-------- Data
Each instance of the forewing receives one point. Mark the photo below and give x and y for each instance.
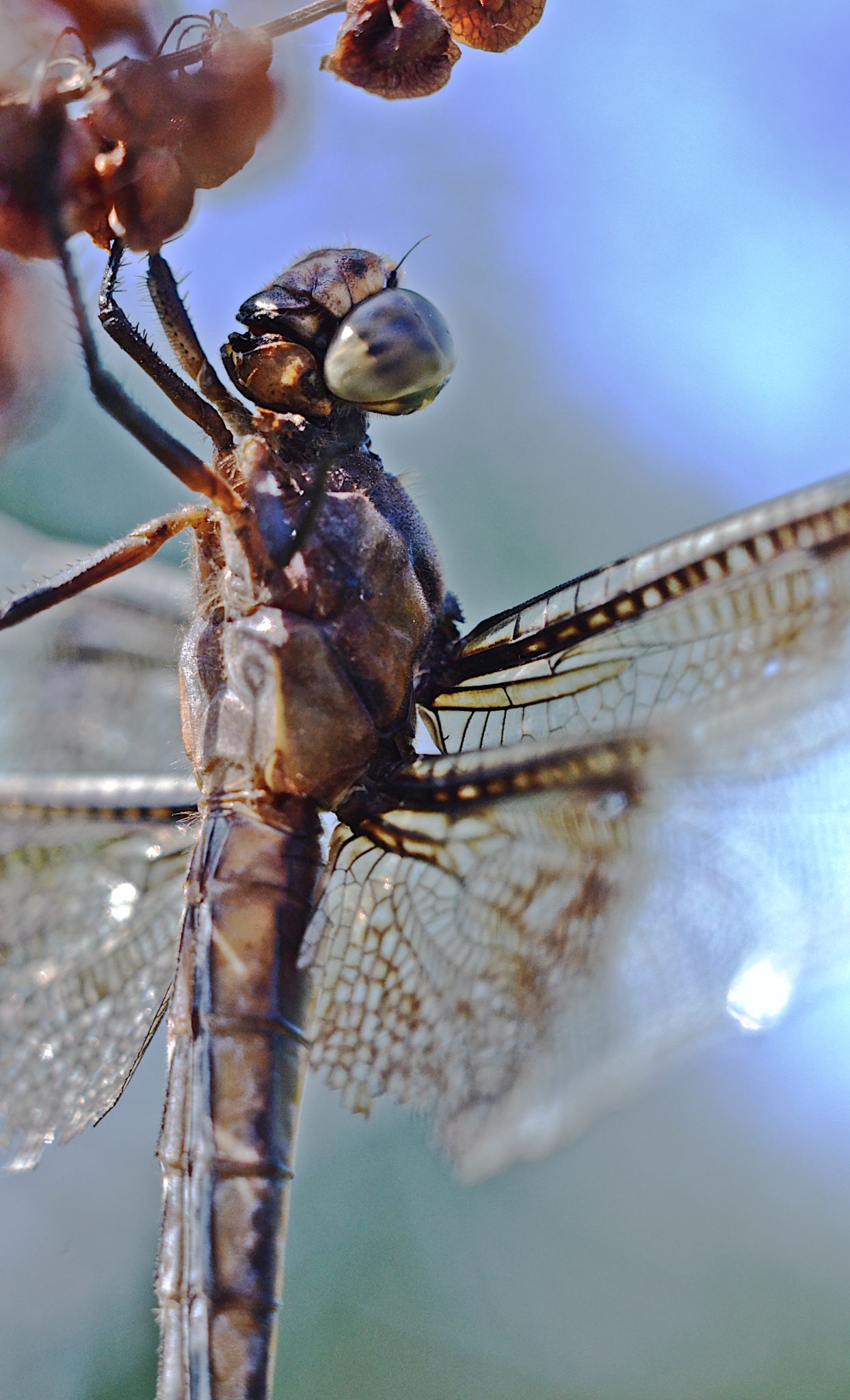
(89, 927)
(513, 948)
(700, 623)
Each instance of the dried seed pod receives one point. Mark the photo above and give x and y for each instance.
(490, 24)
(156, 203)
(394, 48)
(36, 142)
(133, 104)
(98, 21)
(223, 108)
(25, 352)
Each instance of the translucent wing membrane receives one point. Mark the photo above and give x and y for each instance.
(687, 623)
(90, 686)
(92, 874)
(512, 943)
(89, 927)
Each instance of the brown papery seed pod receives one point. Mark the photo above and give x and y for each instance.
(133, 104)
(98, 21)
(34, 142)
(224, 107)
(25, 352)
(490, 24)
(394, 48)
(156, 203)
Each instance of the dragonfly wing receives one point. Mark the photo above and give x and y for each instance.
(512, 943)
(89, 909)
(705, 622)
(89, 928)
(92, 685)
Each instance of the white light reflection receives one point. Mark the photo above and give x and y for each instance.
(759, 996)
(121, 900)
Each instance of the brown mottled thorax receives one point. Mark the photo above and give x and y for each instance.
(295, 677)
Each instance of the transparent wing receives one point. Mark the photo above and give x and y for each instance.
(682, 625)
(513, 945)
(92, 685)
(89, 906)
(89, 927)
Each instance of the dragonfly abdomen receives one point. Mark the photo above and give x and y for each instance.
(236, 1047)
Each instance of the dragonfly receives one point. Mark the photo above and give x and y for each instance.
(559, 844)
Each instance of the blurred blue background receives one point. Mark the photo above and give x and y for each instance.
(640, 231)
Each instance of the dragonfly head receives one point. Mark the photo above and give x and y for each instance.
(335, 328)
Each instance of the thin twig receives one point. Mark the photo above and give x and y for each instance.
(286, 24)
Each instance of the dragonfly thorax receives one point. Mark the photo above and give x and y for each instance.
(291, 675)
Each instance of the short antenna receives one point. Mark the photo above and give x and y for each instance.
(394, 276)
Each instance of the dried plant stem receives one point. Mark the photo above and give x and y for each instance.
(286, 24)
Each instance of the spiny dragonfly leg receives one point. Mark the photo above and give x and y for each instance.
(114, 559)
(170, 451)
(121, 329)
(178, 328)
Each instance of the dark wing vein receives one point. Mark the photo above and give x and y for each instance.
(698, 622)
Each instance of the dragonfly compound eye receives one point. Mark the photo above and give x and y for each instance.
(393, 353)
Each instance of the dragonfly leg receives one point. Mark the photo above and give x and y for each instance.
(178, 328)
(114, 559)
(170, 451)
(121, 329)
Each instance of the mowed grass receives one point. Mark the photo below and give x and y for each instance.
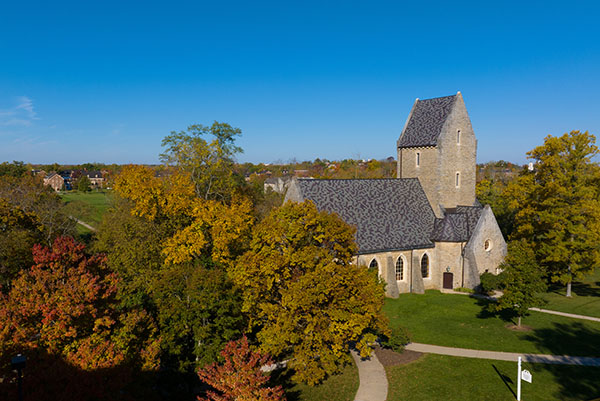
(461, 321)
(585, 299)
(341, 387)
(438, 377)
(88, 207)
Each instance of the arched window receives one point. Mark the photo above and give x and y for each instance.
(425, 266)
(399, 269)
(487, 245)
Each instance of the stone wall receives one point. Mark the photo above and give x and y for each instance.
(457, 156)
(479, 256)
(450, 260)
(426, 171)
(412, 281)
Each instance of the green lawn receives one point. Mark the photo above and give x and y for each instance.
(88, 207)
(436, 377)
(585, 298)
(461, 321)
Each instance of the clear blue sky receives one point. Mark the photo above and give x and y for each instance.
(106, 81)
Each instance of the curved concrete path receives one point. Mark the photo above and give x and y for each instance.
(504, 356)
(373, 381)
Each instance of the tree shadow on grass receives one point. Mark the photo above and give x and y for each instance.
(574, 339)
(488, 311)
(579, 289)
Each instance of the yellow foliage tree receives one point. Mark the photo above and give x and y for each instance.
(304, 297)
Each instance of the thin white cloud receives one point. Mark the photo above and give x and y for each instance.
(22, 114)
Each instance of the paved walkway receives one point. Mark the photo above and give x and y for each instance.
(574, 316)
(373, 381)
(504, 356)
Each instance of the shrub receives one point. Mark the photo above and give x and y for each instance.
(397, 339)
(491, 282)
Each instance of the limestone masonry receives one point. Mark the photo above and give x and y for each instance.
(424, 229)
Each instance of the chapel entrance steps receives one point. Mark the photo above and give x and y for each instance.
(448, 280)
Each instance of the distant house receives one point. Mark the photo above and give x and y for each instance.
(55, 181)
(277, 184)
(95, 177)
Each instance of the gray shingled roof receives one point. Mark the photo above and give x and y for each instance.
(457, 225)
(389, 214)
(426, 122)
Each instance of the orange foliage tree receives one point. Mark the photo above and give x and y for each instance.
(240, 377)
(66, 305)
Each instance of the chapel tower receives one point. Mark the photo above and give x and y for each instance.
(438, 146)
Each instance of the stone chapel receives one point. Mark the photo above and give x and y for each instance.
(424, 229)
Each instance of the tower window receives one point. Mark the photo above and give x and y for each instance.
(399, 269)
(425, 266)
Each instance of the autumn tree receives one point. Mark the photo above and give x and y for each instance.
(19, 231)
(239, 377)
(207, 154)
(304, 297)
(173, 247)
(65, 304)
(558, 207)
(84, 184)
(522, 280)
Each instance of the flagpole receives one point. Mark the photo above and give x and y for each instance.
(519, 382)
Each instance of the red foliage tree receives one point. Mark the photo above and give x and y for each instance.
(64, 312)
(240, 377)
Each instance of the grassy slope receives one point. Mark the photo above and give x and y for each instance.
(97, 204)
(585, 299)
(460, 321)
(435, 377)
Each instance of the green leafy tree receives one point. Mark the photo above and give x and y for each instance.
(304, 296)
(493, 192)
(558, 207)
(84, 184)
(522, 280)
(207, 153)
(198, 311)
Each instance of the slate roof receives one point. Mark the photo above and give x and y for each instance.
(457, 225)
(426, 121)
(389, 214)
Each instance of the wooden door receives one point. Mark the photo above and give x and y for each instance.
(448, 279)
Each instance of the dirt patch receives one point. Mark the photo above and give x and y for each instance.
(514, 327)
(387, 357)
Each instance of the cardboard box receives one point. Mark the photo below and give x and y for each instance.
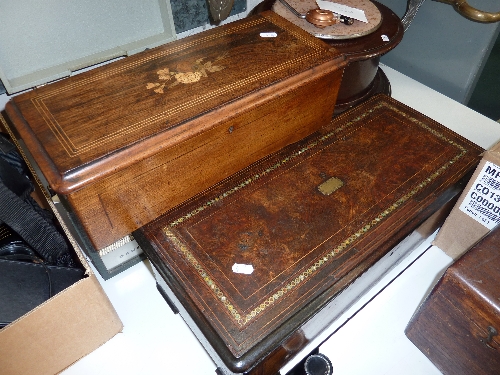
(477, 211)
(62, 330)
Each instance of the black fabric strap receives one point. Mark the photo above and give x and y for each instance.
(23, 219)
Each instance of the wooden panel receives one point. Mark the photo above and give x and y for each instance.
(452, 325)
(304, 247)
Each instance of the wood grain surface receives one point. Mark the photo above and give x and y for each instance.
(453, 324)
(304, 247)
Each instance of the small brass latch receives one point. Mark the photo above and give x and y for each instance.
(330, 185)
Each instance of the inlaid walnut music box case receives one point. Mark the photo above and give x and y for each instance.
(458, 325)
(127, 141)
(262, 262)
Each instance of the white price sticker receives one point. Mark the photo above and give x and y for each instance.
(482, 202)
(344, 10)
(246, 269)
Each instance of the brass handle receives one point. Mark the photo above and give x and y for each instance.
(462, 7)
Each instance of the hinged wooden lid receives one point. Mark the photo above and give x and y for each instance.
(96, 123)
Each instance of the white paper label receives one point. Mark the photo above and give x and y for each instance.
(246, 269)
(482, 202)
(344, 10)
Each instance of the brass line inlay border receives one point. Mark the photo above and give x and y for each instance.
(73, 150)
(324, 259)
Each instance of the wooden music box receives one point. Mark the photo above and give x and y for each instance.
(262, 262)
(123, 143)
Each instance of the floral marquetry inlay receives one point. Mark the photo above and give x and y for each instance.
(184, 73)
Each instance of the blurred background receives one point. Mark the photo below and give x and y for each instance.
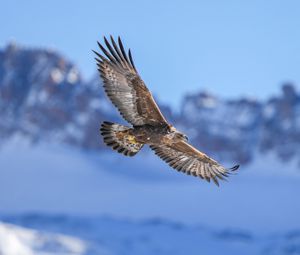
(224, 72)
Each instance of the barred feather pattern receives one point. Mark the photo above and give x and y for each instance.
(198, 165)
(124, 87)
(119, 138)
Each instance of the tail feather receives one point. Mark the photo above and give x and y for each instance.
(119, 138)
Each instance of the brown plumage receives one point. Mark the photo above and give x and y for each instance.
(131, 97)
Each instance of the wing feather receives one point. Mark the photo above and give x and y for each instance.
(124, 87)
(187, 159)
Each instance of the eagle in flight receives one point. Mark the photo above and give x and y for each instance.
(127, 91)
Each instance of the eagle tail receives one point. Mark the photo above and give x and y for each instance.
(120, 138)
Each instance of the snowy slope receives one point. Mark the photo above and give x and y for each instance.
(21, 241)
(55, 179)
(106, 235)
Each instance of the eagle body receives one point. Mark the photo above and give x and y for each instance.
(131, 97)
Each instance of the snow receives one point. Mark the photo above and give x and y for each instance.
(21, 241)
(73, 76)
(240, 217)
(57, 75)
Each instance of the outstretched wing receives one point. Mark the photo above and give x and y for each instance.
(187, 159)
(124, 87)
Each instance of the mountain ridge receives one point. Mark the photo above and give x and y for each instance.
(44, 98)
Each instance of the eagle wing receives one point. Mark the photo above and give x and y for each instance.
(125, 88)
(185, 158)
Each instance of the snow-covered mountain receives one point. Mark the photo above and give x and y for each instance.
(44, 98)
(109, 236)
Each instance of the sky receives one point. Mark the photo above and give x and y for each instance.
(230, 48)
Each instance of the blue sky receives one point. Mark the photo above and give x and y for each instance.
(229, 48)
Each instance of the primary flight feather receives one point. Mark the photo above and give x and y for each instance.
(131, 97)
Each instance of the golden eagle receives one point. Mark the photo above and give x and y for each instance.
(131, 97)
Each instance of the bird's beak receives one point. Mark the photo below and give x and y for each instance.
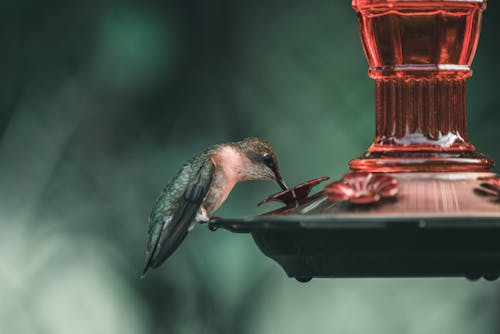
(279, 180)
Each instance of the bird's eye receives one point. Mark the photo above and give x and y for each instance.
(268, 160)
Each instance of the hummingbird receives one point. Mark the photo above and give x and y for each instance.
(200, 188)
----------------
• **Task statement**
Retype exactly. Start at the line with "Each instance of the hummingbird" and stop at the last line of the data.

• **Reply**
Each instance of the hummingbird receives one point. Mark the photo above and give x and y for each instance.
(200, 188)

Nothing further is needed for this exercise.